• [Reading passage]:
=======

[34] Mr. Vlasblom states that this is nothing new. Ms. Monderie’s employment has always been dependent on yearly funding renewals as a community service. In fact, such funding has been renewed or secured for at least the past 12 years. Ms. Monderie has not produced any evidence that she is currently searching for alternative employment, which leads me to conclude that she is confident that her employment will be renewed come January 2019, as it usually is. In any event, at this time, she continues to be employed in that capacity and should this change, it will constitute a material change in circumstances allowing her to ask for a variation of support.
[35] When I compare her 2012 financial statement with the financial statement that she recently filed in the continuing record, it appears that her financial position has somewhat improved, as she has been able to save approximately $60,000 during the past four years. She continues to rent the same apartment that the parties resided in before their separation, and she has no debt. While she has not re-partnered, she is able to meet her monthly expenses with her employment income. She is in good health.

=======

• [Extracted material]:

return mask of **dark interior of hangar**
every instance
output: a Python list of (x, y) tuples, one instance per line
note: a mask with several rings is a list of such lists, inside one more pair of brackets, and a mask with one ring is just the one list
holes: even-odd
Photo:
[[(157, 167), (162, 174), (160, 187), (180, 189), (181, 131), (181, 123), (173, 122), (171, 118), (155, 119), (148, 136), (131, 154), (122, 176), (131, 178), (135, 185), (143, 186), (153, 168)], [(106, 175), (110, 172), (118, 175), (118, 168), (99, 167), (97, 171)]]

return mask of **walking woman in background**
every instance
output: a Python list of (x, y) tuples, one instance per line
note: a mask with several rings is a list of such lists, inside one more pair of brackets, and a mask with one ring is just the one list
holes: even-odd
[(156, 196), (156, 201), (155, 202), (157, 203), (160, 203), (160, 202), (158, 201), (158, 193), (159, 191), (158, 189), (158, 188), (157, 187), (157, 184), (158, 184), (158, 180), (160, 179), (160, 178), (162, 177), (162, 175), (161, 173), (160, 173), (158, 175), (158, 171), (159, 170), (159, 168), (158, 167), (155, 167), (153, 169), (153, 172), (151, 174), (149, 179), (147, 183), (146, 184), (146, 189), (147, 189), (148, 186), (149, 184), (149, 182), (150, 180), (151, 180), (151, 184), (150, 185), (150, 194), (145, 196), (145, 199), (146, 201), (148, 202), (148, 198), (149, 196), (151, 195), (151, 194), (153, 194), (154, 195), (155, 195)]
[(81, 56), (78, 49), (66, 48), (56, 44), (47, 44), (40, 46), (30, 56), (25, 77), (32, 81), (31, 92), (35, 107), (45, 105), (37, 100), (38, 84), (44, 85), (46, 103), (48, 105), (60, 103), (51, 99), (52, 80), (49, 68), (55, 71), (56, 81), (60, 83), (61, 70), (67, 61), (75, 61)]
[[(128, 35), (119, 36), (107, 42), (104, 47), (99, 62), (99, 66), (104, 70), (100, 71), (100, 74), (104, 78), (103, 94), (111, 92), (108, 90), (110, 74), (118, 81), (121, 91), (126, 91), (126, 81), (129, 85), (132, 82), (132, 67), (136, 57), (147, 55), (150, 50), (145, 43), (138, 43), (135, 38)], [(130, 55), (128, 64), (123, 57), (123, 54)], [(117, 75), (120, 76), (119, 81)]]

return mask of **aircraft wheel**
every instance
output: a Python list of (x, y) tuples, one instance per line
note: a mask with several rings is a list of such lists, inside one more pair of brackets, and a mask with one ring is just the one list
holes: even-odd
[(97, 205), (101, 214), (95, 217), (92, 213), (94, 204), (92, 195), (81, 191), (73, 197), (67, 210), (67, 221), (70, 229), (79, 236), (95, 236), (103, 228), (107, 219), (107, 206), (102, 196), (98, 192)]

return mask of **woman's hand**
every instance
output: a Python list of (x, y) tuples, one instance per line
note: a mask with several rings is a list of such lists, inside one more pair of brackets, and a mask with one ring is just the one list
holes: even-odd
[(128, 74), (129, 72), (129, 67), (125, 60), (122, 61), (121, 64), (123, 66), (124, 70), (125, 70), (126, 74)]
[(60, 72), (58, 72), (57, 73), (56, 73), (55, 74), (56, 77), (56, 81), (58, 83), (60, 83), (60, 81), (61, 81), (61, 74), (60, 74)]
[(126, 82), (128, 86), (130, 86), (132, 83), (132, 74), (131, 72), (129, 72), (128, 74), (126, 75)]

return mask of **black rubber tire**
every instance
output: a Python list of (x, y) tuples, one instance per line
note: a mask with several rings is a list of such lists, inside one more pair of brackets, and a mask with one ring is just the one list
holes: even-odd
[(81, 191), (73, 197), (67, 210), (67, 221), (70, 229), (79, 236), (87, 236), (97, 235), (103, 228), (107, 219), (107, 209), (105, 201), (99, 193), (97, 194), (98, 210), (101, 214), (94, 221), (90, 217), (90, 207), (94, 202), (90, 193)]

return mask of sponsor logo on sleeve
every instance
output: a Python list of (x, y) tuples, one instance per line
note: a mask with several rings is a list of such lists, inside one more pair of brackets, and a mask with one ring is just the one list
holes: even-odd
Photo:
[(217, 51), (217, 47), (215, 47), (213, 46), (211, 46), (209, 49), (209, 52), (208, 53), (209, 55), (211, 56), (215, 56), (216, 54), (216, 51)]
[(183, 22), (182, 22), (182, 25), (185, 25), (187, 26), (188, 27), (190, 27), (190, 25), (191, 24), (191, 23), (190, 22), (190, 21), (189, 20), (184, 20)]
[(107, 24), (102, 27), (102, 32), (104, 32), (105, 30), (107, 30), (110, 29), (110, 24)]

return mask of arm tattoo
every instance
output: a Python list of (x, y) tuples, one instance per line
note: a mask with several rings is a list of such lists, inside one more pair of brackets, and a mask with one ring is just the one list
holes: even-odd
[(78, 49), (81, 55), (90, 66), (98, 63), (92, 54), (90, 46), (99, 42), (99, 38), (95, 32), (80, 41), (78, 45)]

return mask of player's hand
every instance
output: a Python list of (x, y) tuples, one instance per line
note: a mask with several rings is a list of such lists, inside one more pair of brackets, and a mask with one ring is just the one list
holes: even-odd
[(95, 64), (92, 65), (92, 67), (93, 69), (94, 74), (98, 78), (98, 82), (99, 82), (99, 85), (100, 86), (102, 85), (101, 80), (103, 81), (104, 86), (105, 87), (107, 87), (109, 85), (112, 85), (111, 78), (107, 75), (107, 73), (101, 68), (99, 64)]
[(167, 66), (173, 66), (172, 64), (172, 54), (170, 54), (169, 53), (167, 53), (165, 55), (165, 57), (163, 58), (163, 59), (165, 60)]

=======

• [Parts of the exercise]:
1 - Summarize the passage on Ms. Monderie's circumstances in two sentences.
2 - From the passage on Ms. Monderie's circumstances, extract the words starting with "[35] When I" and going on through "in good health.".

• [Results for the exercise]:
1 - Ms. Monderie's employment has always depended on yearly funding renewals, which have been secured for at least the past 12 years, and because she has produced no evidence of seeking other work, the writer concludes she expects renewal, adding that any loss of the position would be a material change allowing her to seek a variation of support. Her financial position has somewhat improved since 2012, as she has saved approximately $60,000 over four years, rents the same apartment without debt, meets her monthly expenses with her employment income, and is in good health.

2 -
[35] When I compare her 2012 financial statement with the financial statement that she recently filed in the continuing record, it appears that her financial position has somewhat improved, as she has been able to save approximately $60,000 during the past four years. She continues to rent the same apartment that the parties resided in before their separation, and she has no debt. While she has not re-partnered, she is able to meet her monthly expenses with her employment income. She is in good health.